__EXTRACTED DATA__:

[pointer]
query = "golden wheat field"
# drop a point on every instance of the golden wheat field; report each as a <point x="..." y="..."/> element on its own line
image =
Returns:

---

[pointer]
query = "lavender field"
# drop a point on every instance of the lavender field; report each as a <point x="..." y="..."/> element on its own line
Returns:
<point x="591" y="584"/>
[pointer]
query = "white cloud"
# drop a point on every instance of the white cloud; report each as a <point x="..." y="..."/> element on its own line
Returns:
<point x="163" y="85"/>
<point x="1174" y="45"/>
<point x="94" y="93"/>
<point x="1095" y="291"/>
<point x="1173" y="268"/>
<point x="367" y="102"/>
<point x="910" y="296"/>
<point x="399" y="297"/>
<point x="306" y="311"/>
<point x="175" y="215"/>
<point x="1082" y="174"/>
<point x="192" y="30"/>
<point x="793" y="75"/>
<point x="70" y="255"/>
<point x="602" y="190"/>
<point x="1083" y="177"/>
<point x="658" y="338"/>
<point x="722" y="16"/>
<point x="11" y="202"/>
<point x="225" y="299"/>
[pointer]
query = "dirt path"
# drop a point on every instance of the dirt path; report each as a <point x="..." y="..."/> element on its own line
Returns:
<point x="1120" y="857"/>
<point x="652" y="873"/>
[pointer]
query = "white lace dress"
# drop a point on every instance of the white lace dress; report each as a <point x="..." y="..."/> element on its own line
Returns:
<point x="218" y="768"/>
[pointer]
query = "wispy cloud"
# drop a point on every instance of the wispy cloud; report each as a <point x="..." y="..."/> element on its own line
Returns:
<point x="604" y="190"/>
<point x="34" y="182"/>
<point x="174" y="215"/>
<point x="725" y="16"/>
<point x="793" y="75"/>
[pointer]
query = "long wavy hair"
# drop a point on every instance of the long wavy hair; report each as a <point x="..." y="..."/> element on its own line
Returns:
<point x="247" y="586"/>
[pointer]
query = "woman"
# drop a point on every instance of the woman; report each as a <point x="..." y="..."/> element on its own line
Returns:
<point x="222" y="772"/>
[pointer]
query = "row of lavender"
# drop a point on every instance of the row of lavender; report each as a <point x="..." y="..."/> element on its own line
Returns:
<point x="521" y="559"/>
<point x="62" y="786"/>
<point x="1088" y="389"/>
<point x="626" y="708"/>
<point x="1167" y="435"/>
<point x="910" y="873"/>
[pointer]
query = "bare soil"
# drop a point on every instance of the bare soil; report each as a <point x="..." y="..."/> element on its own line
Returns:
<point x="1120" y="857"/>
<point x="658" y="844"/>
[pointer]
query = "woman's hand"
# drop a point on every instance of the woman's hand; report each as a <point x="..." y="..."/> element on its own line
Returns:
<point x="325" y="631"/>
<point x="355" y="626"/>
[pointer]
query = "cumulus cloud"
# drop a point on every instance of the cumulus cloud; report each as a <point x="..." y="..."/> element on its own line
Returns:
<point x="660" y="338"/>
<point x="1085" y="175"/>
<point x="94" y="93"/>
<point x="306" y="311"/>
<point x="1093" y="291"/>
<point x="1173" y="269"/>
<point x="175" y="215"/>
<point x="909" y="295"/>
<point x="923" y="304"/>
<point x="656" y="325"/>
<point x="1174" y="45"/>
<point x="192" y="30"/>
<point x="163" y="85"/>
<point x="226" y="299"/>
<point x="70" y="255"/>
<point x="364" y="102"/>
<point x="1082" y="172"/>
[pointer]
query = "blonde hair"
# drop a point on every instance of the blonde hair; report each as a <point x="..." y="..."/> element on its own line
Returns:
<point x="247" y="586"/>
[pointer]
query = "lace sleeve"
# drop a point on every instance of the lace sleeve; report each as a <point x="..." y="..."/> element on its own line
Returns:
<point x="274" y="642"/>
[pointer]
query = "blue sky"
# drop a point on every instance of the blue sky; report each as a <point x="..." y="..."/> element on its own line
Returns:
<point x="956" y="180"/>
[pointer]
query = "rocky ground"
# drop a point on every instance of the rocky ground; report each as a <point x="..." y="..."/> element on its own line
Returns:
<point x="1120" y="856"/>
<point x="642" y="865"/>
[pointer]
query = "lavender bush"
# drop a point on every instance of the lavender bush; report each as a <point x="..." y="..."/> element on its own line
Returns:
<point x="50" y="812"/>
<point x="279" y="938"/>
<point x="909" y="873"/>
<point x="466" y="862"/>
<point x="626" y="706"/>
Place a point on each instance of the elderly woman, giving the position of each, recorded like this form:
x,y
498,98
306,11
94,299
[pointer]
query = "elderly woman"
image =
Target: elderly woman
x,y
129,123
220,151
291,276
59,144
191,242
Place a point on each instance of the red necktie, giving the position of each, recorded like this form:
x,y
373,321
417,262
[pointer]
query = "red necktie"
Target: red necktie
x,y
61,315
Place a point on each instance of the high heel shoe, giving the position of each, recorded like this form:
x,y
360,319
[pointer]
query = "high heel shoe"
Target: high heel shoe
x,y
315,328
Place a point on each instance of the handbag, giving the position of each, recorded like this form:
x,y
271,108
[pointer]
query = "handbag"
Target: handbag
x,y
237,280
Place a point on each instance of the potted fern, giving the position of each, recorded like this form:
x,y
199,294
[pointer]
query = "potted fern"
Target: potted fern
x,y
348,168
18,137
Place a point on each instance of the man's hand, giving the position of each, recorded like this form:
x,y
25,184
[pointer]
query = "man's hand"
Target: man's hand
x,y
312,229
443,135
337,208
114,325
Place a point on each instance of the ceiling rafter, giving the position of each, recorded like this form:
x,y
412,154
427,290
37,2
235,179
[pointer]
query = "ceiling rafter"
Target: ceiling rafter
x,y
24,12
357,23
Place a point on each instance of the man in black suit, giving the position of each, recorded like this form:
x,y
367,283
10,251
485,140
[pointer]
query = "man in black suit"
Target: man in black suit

__WHAT THE TASK ASKS__:
Which lines of the material above hold the string "wheat"? Pull them out.

__WRITTEN SOLUTION__:
query = "golden wheat field"
# drop a point on every instance of the golden wheat field; report each as a <point x="..." y="..."/> element on its own line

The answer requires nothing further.